### EXERCISE INSTRUCTIONS:
Extract the lines of the material below from the one containing "of the taillight" through the one containing "pixel 450 312", inclusive, and reproduce them verbatim.

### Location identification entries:
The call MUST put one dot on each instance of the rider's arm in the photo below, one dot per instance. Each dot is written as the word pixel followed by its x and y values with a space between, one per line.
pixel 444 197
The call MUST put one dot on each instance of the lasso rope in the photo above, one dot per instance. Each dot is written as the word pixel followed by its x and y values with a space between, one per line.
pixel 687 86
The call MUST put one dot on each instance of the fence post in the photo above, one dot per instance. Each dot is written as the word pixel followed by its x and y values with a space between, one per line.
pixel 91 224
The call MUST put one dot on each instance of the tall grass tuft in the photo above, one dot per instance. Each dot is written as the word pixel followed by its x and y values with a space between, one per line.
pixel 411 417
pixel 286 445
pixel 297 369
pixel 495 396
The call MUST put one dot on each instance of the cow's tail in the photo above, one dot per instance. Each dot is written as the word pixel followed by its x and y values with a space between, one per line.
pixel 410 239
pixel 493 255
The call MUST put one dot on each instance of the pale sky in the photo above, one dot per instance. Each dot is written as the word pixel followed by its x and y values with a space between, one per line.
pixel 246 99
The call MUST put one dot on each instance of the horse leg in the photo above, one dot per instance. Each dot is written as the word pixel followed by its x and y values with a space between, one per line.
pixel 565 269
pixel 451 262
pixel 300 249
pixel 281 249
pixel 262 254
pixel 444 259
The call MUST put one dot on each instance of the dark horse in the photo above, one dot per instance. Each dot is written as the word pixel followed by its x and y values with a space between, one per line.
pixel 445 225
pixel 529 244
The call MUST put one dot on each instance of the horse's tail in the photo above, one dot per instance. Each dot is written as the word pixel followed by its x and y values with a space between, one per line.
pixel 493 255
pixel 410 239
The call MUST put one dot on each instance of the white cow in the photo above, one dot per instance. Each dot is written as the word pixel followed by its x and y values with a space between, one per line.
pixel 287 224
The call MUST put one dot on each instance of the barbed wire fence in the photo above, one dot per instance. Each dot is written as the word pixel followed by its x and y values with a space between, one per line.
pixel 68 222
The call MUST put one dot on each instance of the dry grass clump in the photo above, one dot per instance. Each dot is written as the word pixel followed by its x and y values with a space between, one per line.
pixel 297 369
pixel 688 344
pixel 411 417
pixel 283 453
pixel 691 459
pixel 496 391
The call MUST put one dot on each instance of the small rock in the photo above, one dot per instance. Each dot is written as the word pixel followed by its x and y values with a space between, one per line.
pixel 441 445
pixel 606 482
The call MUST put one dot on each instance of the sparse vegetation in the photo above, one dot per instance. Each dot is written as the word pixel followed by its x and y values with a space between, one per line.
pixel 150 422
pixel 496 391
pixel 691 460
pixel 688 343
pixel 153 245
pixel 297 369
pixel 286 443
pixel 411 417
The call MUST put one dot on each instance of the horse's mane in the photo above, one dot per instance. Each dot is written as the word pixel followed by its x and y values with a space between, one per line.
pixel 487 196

---

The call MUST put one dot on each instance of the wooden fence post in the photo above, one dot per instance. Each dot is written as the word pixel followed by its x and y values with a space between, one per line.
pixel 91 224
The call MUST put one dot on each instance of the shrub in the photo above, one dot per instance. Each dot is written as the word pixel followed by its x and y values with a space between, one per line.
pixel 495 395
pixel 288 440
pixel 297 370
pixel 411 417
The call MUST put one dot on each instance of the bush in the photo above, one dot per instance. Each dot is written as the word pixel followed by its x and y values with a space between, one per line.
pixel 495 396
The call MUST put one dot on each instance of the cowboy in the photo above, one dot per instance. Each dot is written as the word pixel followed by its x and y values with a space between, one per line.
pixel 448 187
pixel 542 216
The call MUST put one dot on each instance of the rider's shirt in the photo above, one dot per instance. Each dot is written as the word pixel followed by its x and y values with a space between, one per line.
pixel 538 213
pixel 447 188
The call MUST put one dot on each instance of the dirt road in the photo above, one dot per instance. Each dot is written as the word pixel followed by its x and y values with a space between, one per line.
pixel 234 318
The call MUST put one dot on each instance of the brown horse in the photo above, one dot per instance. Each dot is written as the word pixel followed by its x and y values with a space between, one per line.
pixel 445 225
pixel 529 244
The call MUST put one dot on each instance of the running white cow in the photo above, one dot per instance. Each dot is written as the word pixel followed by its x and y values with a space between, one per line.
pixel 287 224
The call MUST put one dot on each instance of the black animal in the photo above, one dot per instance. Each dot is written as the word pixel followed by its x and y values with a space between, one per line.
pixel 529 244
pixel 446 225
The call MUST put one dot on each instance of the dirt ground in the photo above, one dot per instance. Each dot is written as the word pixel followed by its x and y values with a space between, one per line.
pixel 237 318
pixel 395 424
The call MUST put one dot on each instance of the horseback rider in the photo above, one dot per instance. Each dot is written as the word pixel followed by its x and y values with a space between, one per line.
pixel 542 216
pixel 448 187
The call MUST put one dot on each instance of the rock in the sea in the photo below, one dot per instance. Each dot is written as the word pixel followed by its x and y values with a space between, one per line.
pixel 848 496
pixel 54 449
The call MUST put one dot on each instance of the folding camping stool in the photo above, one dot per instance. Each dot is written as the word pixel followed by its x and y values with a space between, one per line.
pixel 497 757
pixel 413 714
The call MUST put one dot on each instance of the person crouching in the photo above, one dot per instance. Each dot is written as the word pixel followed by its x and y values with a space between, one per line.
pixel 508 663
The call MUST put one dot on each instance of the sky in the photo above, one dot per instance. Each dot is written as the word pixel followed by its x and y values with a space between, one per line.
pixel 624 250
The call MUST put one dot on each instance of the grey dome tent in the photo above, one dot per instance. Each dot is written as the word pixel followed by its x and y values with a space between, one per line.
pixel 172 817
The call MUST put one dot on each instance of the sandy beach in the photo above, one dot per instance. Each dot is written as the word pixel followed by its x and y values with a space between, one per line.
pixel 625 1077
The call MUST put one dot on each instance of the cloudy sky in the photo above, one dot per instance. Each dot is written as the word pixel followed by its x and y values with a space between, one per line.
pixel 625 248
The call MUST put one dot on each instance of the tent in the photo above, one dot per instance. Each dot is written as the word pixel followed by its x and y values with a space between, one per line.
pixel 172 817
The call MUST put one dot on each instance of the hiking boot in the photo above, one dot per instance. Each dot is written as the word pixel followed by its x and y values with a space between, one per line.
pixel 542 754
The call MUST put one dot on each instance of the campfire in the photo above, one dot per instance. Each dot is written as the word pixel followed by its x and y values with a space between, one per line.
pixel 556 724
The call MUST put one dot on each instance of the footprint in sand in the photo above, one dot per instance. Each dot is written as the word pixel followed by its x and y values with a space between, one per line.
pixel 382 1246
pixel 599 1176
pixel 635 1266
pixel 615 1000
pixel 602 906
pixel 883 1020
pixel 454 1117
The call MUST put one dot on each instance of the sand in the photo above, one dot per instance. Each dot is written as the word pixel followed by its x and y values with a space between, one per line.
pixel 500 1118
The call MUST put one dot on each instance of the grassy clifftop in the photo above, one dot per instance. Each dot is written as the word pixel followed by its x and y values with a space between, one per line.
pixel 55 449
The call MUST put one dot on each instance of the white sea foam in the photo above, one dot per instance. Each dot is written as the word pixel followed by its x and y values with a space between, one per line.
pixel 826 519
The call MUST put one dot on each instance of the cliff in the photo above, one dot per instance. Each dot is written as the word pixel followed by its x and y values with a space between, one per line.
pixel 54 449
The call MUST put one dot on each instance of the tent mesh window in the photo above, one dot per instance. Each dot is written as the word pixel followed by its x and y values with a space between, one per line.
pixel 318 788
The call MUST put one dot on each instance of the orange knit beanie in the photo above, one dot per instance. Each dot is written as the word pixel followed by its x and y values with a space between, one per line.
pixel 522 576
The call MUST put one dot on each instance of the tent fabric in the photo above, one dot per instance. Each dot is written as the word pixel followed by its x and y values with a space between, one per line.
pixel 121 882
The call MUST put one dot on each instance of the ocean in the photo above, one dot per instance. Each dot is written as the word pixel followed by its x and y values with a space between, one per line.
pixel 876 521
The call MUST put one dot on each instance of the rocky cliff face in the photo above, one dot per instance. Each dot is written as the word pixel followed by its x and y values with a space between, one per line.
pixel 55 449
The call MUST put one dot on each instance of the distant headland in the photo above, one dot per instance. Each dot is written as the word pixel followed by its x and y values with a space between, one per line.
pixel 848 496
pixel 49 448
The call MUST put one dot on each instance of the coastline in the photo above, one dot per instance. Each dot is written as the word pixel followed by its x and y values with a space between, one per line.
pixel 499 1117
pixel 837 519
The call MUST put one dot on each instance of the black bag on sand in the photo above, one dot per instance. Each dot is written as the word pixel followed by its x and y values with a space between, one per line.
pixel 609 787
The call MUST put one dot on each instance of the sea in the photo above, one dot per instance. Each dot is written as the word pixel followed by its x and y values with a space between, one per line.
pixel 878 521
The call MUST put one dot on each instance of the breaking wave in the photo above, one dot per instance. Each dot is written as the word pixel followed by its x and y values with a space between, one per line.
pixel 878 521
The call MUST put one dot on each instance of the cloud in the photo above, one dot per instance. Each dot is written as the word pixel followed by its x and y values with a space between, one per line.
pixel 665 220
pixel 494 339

...

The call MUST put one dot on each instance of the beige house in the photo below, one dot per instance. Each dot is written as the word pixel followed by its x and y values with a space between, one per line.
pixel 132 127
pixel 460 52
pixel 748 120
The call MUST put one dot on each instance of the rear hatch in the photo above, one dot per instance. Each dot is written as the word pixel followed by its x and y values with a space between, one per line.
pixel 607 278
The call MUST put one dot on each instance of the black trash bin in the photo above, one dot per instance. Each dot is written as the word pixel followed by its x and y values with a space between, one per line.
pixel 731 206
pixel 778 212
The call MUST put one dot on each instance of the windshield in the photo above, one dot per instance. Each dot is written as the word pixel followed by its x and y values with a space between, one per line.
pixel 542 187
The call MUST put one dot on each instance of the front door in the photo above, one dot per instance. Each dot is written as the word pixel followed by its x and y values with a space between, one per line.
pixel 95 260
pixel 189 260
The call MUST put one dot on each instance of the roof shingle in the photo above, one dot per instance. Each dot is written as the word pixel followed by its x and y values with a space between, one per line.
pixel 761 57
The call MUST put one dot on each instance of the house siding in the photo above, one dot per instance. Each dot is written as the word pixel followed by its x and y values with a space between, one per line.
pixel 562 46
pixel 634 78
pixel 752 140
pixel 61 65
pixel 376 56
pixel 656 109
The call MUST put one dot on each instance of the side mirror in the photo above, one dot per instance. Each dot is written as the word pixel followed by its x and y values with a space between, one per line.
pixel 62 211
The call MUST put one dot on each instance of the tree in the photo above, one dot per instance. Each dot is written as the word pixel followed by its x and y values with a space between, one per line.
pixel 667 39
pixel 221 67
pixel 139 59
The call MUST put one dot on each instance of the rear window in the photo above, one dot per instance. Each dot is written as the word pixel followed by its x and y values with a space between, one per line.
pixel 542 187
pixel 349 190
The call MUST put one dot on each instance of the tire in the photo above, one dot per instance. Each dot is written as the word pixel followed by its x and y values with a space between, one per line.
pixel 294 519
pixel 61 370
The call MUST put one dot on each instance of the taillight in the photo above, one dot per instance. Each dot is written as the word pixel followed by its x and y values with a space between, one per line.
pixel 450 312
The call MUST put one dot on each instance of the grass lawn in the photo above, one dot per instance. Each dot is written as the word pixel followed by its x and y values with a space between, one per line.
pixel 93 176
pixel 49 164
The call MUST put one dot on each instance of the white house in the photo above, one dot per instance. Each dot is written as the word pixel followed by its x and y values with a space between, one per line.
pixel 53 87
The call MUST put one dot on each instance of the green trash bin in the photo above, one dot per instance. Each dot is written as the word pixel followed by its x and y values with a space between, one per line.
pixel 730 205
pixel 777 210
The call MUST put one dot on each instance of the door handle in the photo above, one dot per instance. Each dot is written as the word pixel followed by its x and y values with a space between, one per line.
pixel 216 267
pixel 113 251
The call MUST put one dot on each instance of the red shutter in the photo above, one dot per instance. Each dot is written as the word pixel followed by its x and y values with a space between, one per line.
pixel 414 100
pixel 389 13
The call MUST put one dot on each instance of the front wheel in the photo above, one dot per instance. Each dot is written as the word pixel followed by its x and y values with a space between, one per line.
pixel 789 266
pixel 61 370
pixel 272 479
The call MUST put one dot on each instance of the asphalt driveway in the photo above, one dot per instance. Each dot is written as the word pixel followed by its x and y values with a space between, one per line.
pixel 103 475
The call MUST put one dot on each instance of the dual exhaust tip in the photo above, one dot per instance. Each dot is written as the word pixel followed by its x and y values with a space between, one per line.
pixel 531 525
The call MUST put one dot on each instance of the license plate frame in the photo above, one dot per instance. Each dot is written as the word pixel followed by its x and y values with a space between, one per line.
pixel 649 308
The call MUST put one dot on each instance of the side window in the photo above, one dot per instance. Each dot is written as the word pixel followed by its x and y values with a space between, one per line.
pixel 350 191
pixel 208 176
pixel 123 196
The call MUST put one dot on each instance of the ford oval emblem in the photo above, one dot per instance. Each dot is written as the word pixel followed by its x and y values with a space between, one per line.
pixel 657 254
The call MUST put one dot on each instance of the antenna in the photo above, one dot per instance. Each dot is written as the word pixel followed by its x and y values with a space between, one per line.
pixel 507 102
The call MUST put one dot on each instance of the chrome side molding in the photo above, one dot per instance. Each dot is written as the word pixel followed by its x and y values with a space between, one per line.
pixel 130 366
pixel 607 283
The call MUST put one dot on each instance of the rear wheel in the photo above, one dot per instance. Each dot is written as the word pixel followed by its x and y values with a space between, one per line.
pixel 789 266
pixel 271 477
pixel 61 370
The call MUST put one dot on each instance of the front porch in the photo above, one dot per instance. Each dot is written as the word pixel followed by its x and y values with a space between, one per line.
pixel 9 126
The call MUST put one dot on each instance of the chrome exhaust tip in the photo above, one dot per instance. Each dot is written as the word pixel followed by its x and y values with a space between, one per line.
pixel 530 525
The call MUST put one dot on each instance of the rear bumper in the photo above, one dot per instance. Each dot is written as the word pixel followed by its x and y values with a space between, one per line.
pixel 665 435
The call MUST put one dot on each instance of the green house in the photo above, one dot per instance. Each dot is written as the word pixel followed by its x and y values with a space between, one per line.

### EXERCISE OUTPUT:
The call MUST put one dot on each instance of the taillight in the photo above, one dot per instance. Each dot is written as the word pixel followed by its x and y values with a space between, one per line.
pixel 450 312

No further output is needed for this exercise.